(STATED TASK) Copy out the lines below word for word, omitting the pictures.
• • • •
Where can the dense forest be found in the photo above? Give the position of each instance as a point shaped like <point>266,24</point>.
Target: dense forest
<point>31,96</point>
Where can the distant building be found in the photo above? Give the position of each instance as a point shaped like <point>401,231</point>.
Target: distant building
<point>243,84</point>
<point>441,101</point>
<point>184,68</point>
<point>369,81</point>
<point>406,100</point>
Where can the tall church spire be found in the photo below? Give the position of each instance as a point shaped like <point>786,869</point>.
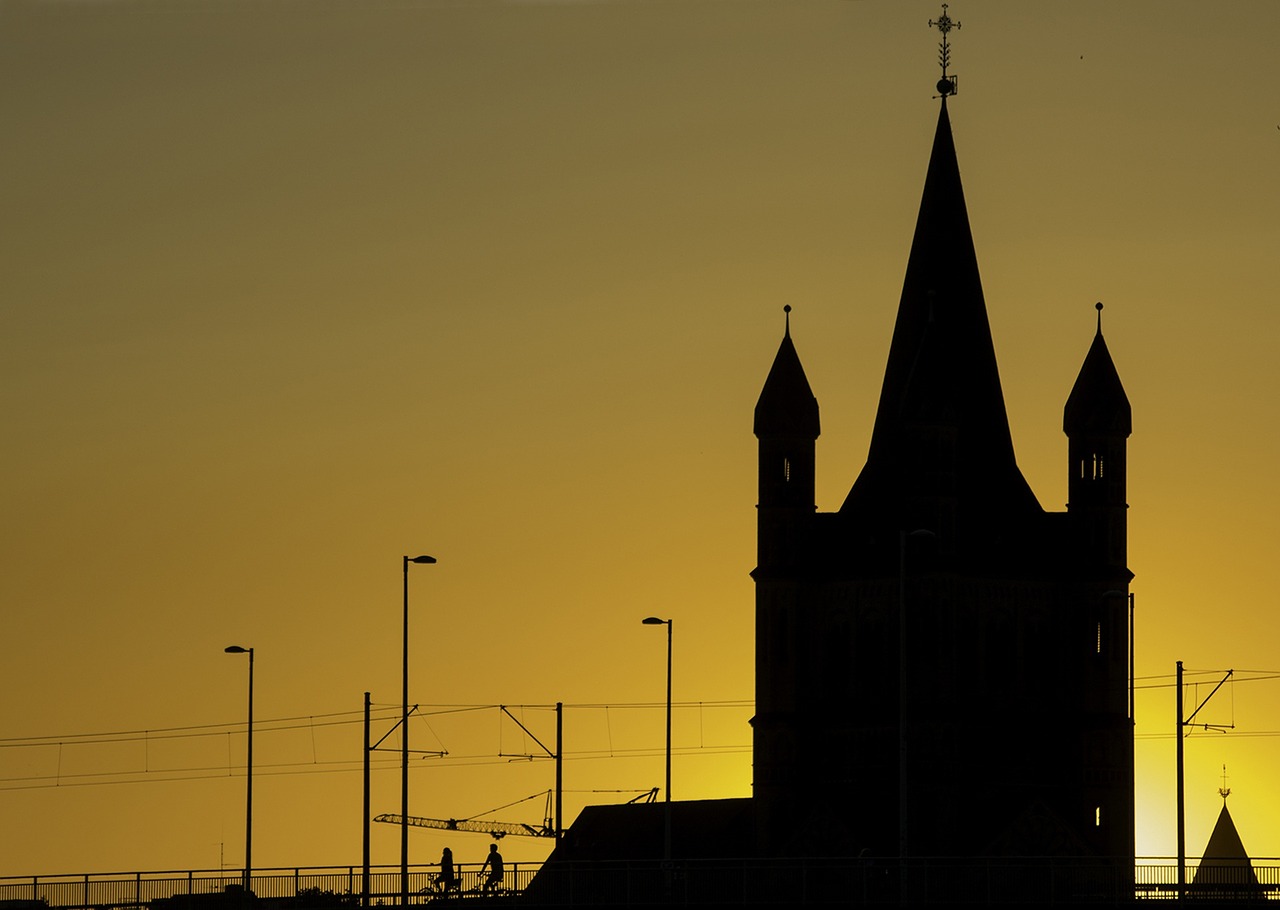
• • • •
(WRITTEN SOLUTION)
Where can the dense forest be found in the photo above? Give the position of each instance as a point shaped like <point>266,24</point>.
Target: dense forest
<point>31,96</point>
Where can the distant building be found in the photo above? Give the position of each instance as a point shaped like <point>401,231</point>.
Target: distant building
<point>243,84</point>
<point>441,101</point>
<point>184,68</point>
<point>369,81</point>
<point>406,100</point>
Where can the tall church spire be found in the photo below? Give the position of each instance as a point shaped like <point>786,869</point>.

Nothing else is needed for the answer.